▶ Exercise aim: Reproduce the passage on how the KCC compiler handles structures, unions, functions, typedefs, and type conversions in full, with every line unchanged.

------ Supplied text ------

STRUCTURES and UNIONS:
	Structures and unions are always word-aligned and occupy a
whole number of words.  Note that adjacent "char" types use separate
words; they are only packed together for arrays.  Structures and
unions may be assigned, passed as function parameters, and returned
as function values.
	Bit fields are implemented; the maximum size of a bit field is
36 bits.  Fields are packed left to right, conforming to the PDP-10
byte ordering convention.  It's too bad that C does not allow pointers
to bit fields, because the PDP-10 byte pointer instructions are
perfectly suited to this application!

FUNCTIONS:
	As per H&S.  A pointer to a function is simply a word address.
For the gory details of function calls and stack usage, see the
"Internals" section.

TYPEDEFS:
	As per H&S.  With regard to 5.11.1, KCC has no problems with
redefining typedef names in inner blocks.

<KCC Type Conversions>			[H&S 6 "Type Conversions"]

	There are no representation changes when converting any
integer type to any other integer type, since all are two's-complement
and occupy a single word.  The exception is characters which are
fetched from or stored into arrays; fetching does not extend the sign
bit, and storing simply truncates.

	A cast to (char *) of a word pointer (pointer to int, float,
struct etc) produces a byte pointer that points to the leftmost 9-bit
byte that would have occupied the word pointed to by the int pointer.
The exception to this is that (char *) (int *) NULL remains zero.

------ Record excerpts ------

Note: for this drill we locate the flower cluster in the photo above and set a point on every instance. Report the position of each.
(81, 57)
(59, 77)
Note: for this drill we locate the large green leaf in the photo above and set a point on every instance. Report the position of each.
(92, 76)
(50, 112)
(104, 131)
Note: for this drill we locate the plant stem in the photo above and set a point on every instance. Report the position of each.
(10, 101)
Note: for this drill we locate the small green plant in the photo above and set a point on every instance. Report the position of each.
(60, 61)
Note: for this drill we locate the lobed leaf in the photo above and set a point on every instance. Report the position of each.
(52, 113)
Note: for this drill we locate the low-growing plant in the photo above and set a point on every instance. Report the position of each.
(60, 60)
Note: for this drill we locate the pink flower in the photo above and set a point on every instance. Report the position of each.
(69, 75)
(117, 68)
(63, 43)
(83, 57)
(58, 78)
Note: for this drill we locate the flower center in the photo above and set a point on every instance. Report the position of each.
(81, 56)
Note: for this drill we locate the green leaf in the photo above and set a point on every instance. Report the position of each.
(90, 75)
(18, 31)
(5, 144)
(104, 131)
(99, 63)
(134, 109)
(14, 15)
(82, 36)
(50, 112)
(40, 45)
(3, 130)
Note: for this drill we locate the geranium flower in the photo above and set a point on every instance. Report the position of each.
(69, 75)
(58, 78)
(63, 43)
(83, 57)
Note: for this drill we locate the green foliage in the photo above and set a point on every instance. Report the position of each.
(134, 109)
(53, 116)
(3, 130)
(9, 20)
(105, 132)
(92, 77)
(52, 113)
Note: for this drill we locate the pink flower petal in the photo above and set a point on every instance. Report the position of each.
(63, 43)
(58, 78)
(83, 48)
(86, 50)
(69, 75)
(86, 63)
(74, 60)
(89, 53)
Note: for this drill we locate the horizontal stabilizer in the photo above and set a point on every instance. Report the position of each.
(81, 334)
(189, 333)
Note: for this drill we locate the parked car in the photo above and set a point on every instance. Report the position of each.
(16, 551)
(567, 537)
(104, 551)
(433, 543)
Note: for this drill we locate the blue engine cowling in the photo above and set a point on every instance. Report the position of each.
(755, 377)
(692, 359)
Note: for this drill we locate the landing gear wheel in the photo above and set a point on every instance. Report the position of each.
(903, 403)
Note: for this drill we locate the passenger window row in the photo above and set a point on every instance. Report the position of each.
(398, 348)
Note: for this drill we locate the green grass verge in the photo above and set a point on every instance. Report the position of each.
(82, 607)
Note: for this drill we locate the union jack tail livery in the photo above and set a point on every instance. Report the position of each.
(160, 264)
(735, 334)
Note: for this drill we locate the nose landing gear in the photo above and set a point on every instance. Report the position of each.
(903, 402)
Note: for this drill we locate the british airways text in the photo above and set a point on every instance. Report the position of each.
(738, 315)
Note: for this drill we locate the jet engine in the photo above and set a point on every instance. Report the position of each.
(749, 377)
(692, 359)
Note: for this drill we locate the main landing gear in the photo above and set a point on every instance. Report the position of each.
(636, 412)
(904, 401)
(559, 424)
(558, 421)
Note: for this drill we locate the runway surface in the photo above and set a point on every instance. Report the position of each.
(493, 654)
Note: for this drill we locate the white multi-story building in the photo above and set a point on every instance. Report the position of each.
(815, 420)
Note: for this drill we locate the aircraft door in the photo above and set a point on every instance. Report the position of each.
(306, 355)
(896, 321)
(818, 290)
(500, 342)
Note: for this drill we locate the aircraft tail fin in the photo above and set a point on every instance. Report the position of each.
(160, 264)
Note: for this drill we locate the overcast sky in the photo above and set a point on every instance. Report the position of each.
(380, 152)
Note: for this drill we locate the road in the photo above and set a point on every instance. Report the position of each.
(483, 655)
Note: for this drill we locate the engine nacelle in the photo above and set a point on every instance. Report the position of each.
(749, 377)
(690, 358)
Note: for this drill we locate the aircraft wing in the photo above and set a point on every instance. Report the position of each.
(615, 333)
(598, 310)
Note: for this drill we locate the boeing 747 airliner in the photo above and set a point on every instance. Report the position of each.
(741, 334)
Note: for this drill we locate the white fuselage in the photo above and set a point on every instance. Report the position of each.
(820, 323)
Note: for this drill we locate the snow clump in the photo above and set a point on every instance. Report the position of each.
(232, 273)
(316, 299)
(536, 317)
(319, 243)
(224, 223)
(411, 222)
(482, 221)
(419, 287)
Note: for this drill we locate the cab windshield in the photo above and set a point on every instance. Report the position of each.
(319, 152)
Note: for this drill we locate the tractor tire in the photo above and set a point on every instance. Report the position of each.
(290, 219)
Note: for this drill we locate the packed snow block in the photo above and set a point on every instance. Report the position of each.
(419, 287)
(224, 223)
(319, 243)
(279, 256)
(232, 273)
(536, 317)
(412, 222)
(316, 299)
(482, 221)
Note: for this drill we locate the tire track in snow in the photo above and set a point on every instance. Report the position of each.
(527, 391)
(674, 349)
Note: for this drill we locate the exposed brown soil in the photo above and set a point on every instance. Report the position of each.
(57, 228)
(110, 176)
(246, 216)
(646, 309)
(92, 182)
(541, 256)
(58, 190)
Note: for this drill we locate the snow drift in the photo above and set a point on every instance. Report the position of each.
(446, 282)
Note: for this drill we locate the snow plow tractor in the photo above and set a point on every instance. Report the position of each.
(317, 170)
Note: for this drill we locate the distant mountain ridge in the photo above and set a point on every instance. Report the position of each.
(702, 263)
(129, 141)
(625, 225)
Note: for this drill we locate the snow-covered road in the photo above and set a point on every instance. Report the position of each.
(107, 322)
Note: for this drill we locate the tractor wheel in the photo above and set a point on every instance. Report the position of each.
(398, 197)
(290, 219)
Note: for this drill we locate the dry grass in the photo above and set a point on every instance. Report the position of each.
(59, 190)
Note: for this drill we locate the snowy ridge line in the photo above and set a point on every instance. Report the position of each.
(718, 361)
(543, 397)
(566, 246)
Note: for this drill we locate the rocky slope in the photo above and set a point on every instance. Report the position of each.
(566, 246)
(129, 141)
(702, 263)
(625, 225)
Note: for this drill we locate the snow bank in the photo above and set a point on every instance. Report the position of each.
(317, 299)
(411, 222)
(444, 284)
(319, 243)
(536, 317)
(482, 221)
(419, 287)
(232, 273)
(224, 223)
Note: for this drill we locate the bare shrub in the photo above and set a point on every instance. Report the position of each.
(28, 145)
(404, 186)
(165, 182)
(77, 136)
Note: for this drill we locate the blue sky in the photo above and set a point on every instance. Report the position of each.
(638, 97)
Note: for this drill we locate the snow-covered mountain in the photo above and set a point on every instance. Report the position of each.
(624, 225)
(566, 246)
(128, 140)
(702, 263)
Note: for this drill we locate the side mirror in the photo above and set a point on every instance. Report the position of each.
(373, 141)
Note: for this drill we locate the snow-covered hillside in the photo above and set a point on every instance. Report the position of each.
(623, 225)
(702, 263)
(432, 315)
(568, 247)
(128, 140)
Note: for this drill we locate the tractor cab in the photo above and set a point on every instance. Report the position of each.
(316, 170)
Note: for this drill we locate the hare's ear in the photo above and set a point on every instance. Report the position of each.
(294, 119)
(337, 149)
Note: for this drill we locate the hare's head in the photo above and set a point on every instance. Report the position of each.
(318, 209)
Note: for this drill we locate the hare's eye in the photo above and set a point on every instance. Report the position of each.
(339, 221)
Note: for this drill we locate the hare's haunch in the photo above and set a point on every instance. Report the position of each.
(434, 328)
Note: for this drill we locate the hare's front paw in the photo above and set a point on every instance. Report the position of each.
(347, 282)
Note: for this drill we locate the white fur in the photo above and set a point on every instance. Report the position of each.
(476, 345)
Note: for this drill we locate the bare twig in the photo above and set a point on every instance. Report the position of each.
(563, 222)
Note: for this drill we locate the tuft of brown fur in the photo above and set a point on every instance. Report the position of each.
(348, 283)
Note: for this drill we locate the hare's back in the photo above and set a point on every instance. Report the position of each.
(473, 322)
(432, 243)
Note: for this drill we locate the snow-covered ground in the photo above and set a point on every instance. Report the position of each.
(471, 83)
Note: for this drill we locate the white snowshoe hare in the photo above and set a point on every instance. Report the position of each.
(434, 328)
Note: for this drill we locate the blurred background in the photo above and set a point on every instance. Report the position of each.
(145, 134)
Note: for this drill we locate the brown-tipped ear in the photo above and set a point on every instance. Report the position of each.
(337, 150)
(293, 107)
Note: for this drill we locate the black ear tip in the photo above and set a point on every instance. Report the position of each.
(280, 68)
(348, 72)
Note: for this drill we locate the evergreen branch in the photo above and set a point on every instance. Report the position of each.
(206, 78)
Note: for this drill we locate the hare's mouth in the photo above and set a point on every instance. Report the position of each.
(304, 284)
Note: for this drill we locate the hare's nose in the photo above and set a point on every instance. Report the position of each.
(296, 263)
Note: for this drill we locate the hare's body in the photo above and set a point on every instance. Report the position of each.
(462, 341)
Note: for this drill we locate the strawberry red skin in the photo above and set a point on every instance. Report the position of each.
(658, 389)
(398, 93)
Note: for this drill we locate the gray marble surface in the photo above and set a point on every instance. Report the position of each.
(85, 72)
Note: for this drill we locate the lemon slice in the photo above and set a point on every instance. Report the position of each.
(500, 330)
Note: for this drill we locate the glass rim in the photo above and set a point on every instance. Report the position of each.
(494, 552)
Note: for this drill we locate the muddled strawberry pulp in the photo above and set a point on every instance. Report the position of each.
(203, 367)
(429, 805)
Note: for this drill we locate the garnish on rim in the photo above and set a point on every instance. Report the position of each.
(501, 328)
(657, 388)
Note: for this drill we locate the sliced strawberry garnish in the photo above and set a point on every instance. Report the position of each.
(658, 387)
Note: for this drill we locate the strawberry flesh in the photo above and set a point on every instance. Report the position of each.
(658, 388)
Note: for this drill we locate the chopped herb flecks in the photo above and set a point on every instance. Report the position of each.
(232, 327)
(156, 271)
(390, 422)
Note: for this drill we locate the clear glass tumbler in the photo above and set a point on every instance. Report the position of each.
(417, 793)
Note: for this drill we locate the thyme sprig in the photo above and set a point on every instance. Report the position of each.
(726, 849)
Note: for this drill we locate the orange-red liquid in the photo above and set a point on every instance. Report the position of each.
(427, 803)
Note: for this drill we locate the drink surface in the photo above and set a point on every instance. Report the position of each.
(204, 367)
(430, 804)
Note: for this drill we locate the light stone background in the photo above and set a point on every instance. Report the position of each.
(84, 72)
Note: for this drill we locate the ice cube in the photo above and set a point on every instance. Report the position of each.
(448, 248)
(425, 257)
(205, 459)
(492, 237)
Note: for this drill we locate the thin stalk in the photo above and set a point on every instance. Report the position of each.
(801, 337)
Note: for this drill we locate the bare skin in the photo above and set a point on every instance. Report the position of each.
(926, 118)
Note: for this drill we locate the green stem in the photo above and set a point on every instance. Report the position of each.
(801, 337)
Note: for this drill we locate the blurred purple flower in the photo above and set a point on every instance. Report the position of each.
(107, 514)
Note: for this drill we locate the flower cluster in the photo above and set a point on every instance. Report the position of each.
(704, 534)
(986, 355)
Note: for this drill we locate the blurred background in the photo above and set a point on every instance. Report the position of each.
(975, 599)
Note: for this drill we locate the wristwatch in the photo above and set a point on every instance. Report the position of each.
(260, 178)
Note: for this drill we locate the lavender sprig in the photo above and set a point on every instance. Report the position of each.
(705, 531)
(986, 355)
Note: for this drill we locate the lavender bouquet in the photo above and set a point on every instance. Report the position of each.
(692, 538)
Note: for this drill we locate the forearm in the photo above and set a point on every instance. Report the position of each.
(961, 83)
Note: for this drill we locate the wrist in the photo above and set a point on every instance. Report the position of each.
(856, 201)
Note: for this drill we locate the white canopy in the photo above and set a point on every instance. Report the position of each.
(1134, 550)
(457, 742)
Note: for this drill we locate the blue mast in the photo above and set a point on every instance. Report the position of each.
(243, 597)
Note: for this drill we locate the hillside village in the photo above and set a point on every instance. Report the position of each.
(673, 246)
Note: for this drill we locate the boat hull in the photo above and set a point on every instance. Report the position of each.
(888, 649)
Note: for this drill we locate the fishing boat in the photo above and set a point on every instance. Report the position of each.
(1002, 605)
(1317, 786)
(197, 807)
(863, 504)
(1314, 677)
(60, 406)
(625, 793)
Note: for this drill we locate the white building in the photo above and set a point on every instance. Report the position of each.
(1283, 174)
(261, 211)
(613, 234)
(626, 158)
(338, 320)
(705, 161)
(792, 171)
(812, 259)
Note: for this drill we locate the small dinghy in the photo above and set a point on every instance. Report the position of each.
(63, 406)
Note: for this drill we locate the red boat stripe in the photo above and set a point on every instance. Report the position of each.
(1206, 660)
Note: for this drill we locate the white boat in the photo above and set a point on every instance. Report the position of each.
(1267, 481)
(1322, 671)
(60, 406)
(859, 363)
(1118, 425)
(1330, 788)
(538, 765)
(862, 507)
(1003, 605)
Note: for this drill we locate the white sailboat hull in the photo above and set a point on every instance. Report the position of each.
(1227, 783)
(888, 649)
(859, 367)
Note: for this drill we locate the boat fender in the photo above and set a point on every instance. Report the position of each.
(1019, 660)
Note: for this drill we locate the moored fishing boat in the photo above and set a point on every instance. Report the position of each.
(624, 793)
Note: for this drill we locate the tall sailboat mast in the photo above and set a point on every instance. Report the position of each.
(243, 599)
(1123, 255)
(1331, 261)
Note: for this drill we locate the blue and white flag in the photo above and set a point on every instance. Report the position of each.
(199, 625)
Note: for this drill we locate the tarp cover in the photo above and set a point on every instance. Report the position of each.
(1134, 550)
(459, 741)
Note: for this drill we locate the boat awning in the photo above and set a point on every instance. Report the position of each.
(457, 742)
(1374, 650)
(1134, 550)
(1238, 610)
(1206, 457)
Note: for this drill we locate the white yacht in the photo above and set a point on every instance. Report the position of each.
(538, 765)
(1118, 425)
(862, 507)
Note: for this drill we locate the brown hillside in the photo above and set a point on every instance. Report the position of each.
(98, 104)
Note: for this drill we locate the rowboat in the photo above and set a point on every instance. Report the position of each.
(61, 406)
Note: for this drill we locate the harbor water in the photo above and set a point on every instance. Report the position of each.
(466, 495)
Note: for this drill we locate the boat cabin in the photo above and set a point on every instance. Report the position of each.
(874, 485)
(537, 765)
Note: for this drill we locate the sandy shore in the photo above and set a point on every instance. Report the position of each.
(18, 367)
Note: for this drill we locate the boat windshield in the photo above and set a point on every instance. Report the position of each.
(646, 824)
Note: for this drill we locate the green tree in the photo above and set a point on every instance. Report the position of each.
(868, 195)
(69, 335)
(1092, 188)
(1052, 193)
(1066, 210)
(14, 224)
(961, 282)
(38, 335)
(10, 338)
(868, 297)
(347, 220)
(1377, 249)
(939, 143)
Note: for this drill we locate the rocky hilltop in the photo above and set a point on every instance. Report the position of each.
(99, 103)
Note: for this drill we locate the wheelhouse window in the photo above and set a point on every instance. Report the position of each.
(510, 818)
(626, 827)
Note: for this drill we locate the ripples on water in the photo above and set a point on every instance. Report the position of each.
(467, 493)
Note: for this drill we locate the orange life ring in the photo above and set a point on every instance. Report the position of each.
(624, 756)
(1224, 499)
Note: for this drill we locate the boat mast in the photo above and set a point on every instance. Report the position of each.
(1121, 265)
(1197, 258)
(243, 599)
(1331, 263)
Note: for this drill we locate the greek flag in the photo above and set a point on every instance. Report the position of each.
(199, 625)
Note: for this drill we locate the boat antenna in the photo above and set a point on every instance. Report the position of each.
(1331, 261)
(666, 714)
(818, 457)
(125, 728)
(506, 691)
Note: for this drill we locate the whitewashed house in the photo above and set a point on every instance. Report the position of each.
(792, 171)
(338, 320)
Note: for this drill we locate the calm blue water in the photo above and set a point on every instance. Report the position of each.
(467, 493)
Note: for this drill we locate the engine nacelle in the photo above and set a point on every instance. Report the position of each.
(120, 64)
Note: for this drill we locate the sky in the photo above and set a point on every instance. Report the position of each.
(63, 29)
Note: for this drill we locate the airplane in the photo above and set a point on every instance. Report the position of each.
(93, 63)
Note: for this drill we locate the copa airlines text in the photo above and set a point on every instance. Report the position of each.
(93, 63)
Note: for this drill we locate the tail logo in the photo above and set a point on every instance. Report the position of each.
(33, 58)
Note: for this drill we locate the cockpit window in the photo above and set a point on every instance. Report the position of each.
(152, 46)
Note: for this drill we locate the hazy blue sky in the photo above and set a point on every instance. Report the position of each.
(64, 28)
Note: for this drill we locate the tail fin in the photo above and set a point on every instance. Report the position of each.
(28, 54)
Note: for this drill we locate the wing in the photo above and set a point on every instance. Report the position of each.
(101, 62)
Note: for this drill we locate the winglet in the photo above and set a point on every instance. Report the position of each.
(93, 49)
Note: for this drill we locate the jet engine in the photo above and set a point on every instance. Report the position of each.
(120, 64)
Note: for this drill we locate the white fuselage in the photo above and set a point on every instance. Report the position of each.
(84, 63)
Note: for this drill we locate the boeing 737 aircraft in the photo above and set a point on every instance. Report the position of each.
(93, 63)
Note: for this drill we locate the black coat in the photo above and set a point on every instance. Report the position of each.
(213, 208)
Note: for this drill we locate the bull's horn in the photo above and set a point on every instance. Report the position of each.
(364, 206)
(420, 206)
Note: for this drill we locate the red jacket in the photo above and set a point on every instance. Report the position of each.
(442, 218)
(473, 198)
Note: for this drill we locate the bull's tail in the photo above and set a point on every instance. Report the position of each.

------

▶ Exercise response:
STRUCTURES and UNIONS:
	Structures and unions are always word-aligned and occupy a
whole number of words.  Note that adjacent "char" types use separate
words; they are only packed together for arrays.  Structures and
unions may be assigned, passed as function parameters, and returned
as function values.
	Bit fields are implemented; the maximum size of a bit field is
36 bits.  Fields are packed left to right, conforming to the PDP-10
byte ordering convention.  It's too bad that C does not allow pointers
to bit fields, because the PDP-10 byte pointer instructions are
perfectly suited to this application!

FUNCTIONS:
	As per H&S.  A pointer to a function is simply a word address.
For the gory details of function calls and stack usage, see the
"Internals" section.

TYPEDEFS:
	As per H&S.  With regard to 5.11.1, KCC has no problems with
redefining typedef names in inner blocks.

<KCC Type Conversions>			[H&S 6 "Type Conversions"]

	There are no representation changes when converting any
integer type to any other integer type, since all are two's-complement
and occupy a single word.  The exception is characters which are
fetched from or stored into arrays; fetching does not extend the sign
bit, and storing simply truncates.

	A cast to (char *) of a word pointer (pointer to int, float,
struct etc) produces a byte pointer that points to the leftmost 9-bit
byte that would have occupied the word pointed to by the int pointer.
The exception to this is that (char *) (int *) NULL remains zero.